Reproduce every one of the entries below word for word, with no changes of any kind.

Recorded data:
_ _ _
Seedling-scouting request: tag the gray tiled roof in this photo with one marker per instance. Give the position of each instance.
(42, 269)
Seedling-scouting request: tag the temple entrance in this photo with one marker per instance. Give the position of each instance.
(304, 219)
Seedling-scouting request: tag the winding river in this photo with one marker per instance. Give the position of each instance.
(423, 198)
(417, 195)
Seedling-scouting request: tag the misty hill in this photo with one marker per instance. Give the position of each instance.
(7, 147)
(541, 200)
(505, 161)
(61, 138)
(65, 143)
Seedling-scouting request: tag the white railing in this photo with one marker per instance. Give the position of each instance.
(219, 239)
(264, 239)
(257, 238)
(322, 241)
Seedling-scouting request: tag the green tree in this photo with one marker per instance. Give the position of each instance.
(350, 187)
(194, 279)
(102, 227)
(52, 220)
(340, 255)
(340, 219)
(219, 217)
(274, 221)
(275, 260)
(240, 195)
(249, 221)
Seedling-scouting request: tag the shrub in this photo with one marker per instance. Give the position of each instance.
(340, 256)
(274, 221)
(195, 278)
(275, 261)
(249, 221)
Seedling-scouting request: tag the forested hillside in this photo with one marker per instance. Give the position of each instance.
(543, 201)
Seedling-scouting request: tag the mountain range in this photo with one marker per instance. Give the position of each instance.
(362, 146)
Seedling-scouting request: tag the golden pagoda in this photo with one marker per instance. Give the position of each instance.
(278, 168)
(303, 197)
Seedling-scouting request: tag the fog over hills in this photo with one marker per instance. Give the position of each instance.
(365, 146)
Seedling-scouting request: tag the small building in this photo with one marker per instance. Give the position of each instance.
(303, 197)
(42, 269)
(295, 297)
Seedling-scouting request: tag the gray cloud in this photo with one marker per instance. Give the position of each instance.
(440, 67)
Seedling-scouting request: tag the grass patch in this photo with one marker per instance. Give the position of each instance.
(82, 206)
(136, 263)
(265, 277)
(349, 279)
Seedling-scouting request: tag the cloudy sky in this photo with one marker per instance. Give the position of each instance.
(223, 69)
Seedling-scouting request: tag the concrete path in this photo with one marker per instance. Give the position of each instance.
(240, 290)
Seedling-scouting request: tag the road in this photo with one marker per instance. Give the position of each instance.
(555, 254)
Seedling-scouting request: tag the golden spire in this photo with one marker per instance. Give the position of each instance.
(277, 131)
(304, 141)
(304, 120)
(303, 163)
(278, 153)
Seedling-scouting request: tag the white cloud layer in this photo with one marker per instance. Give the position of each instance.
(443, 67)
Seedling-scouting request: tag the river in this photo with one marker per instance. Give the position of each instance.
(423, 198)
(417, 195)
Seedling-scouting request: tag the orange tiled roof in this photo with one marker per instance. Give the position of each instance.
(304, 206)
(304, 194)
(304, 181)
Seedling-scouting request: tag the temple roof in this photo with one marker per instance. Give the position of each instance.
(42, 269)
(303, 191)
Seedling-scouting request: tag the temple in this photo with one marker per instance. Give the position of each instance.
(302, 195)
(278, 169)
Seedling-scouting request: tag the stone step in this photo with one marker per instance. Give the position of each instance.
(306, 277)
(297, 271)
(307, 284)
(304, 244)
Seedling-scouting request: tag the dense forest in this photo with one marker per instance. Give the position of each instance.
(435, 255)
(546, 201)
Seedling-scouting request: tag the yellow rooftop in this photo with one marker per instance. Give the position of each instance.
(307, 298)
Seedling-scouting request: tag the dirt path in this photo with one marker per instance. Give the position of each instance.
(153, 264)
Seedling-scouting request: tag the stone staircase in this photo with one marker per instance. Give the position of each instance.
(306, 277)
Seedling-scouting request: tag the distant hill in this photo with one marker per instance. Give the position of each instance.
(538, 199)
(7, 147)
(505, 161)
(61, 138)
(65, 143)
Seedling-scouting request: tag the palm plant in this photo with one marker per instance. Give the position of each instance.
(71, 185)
_ _ _
WRITTEN SOLUTION:
Seedling-scouting request: tag the gray tiled roof in this photo with one marker per instance. Give the position of each instance.
(42, 269)
Seedling-scouting request: tag the temple entrance in this photo with one marker per instance. Give the position of each instance.
(304, 219)
Seedling-scouting request: tag the winding river in this photo with one marker per instance. Give the position of each instance.
(423, 198)
(417, 195)
Seedling-scouting request: tag the misty hill in this photo with one marker per instance. Give the position of each instance.
(7, 147)
(541, 200)
(505, 161)
(61, 138)
(65, 143)
Seedling-scouting request: tag the white railing in this photo with one marker per instance. Give the position of each instance.
(219, 239)
(264, 239)
(257, 238)
(322, 241)
Seedling-scouting request: tag the green tree in this photo with one marker per instance. Give the position of each instance.
(350, 187)
(194, 279)
(102, 227)
(52, 220)
(340, 255)
(340, 219)
(219, 217)
(274, 221)
(275, 260)
(240, 195)
(249, 221)
Seedling-scouting request: tag the shrub in this photo with one marker per instance. Give the position of each instance.
(340, 256)
(274, 221)
(195, 278)
(275, 261)
(249, 221)
Seedling-scouting request: tag the forested hillside in this photo with one marker per instance. Give the position of each instance.
(543, 201)
Seedling-scouting request: tag the mountain range in this photo with one marker per instance. Give the position of each instance.
(362, 146)
Seedling-scouting request: tag the golden pagoda in this photo with one marker per instance. Give the position of each instance.
(278, 168)
(303, 197)
Seedling-scouting request: tag the fog over hills in this photo with one marker per instance. Give the position of each instance.
(365, 146)
Seedling-scouting request: tag the small building in this photo with one marker per instance. Give the position of each instance.
(303, 197)
(42, 269)
(295, 297)
Seedling-scouting request: tag the gray cloud in this photo with one marker per instance. Give the position of each instance.
(440, 67)
Seedling-scouting request: tag the grass patch in this photo with one marker per instance. Give the position of each instance.
(82, 206)
(136, 263)
(265, 277)
(349, 279)
Seedling-scouting request: tag the cloudy sky in this photo with one marker per instance. Give the position of each instance.
(223, 69)
Seedling-scouting request: tag the concrete path in this photo with one marker per instance. Give the position of each instance.
(240, 290)
Seedling-scouting request: tag the road in this photo with one marker per instance. Give the position of each instance.
(555, 254)
Seedling-scouting request: tag the golden spire in this photo with one marker per instance. Give the position of each instance.
(277, 131)
(304, 141)
(304, 120)
(303, 163)
(278, 153)
Seedling-scouting request: tag the white cloud layer in this photo with one marker per instance. Give the position of each instance.
(443, 67)
Seedling-scouting request: tag the river in this photo with one marker per instance. Give the position of each instance.
(423, 198)
(417, 195)
Seedling-scouting request: tag the orange tiled roof in this photo with one marker per instance. Give the position of each instance.
(304, 206)
(304, 194)
(304, 181)
Seedling-scouting request: tag the temple roof in this photo with one marker per instance. Give the position of each instance.
(42, 269)
(303, 191)
Seedling-scouting request: tag the temple in this photo with one marker per instance. Give the position of each instance.
(302, 195)
(278, 169)
Seedling-scouting request: tag the stone step in this photo with one marker per instance. Give the position of each instance.
(306, 277)
(297, 271)
(307, 284)
(304, 244)
Seedling-scouting request: tag the dense forest in this photo with one marker per instance. Give the position of each instance.
(435, 255)
(546, 201)
Seedling-scouting request: tag the yellow rooftop in this photo with one marker per instance. Give the position of each instance.
(307, 298)
Seedling-scouting request: tag the dirt path in this photo with one marker per instance. Give the position of each instance.
(153, 264)
Seedling-scouting request: tag the stone staircase in this photo with one marker per instance. Give the position of each instance.
(306, 277)
Seedling-scouting request: tag the distant hill in this photo with one marker per instance. Give the position of each instance.
(538, 199)
(7, 147)
(505, 161)
(61, 138)
(65, 143)
Seedling-scouting request: tag the palm plant in this photo with one marker per instance. Give the position of each instance.
(71, 185)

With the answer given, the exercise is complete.